■ **Task description**
Set every entry down again precisely.

(Data items)
──────

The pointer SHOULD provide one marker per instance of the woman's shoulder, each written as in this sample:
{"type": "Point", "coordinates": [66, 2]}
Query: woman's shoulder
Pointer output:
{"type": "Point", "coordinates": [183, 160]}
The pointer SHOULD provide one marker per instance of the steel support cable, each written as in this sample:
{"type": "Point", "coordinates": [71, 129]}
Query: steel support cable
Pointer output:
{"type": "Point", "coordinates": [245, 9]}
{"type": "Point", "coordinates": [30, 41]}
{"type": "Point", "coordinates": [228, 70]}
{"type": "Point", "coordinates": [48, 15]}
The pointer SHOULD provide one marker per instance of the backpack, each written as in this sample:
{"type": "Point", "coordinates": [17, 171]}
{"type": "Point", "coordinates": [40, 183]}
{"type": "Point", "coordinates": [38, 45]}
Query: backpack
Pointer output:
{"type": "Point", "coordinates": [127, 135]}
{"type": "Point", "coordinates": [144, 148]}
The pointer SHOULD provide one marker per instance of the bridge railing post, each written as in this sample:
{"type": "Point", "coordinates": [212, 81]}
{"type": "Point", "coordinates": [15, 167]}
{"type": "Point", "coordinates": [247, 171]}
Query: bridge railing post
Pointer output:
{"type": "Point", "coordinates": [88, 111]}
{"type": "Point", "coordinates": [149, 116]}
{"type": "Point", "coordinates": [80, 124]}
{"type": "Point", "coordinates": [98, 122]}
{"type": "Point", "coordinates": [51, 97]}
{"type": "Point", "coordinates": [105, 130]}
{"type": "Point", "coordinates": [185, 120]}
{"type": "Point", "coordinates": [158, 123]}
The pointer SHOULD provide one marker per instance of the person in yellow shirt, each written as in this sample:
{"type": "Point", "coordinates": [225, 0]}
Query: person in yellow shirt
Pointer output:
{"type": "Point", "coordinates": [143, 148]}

──────

■ **Output of the task**
The pointer SHOULD provide one marker per instance of the woman's shoulder, each written as in this sample:
{"type": "Point", "coordinates": [66, 2]}
Query: woman's shoulder
Pointer output:
{"type": "Point", "coordinates": [183, 160]}
The pointer SHOULD provide one marker per instance of the steel support cable, each written as in this sample:
{"type": "Point", "coordinates": [71, 129]}
Query: steel support cable
Pointer output:
{"type": "Point", "coordinates": [245, 9]}
{"type": "Point", "coordinates": [30, 41]}
{"type": "Point", "coordinates": [228, 70]}
{"type": "Point", "coordinates": [48, 15]}
The pointer SHOULD provide one marker per instance of the backpack, each written as in this sample:
{"type": "Point", "coordinates": [17, 171]}
{"type": "Point", "coordinates": [40, 183]}
{"type": "Point", "coordinates": [38, 45]}
Query: backpack
Pointer output:
{"type": "Point", "coordinates": [127, 135]}
{"type": "Point", "coordinates": [144, 148]}
The pointer SHOULD provide one marker per instance of the bridge railing post, each written as in this sample:
{"type": "Point", "coordinates": [212, 81]}
{"type": "Point", "coordinates": [15, 167]}
{"type": "Point", "coordinates": [247, 171]}
Query: bridge railing post
Pointer output:
{"type": "Point", "coordinates": [88, 111]}
{"type": "Point", "coordinates": [149, 116]}
{"type": "Point", "coordinates": [80, 124]}
{"type": "Point", "coordinates": [98, 122]}
{"type": "Point", "coordinates": [51, 97]}
{"type": "Point", "coordinates": [105, 130]}
{"type": "Point", "coordinates": [185, 120]}
{"type": "Point", "coordinates": [158, 123]}
The pointer SHOULD provide one marker per instance of the person in yellow shirt, each written as in this sample:
{"type": "Point", "coordinates": [225, 0]}
Query: person in yellow shirt
Pointer output:
{"type": "Point", "coordinates": [143, 148]}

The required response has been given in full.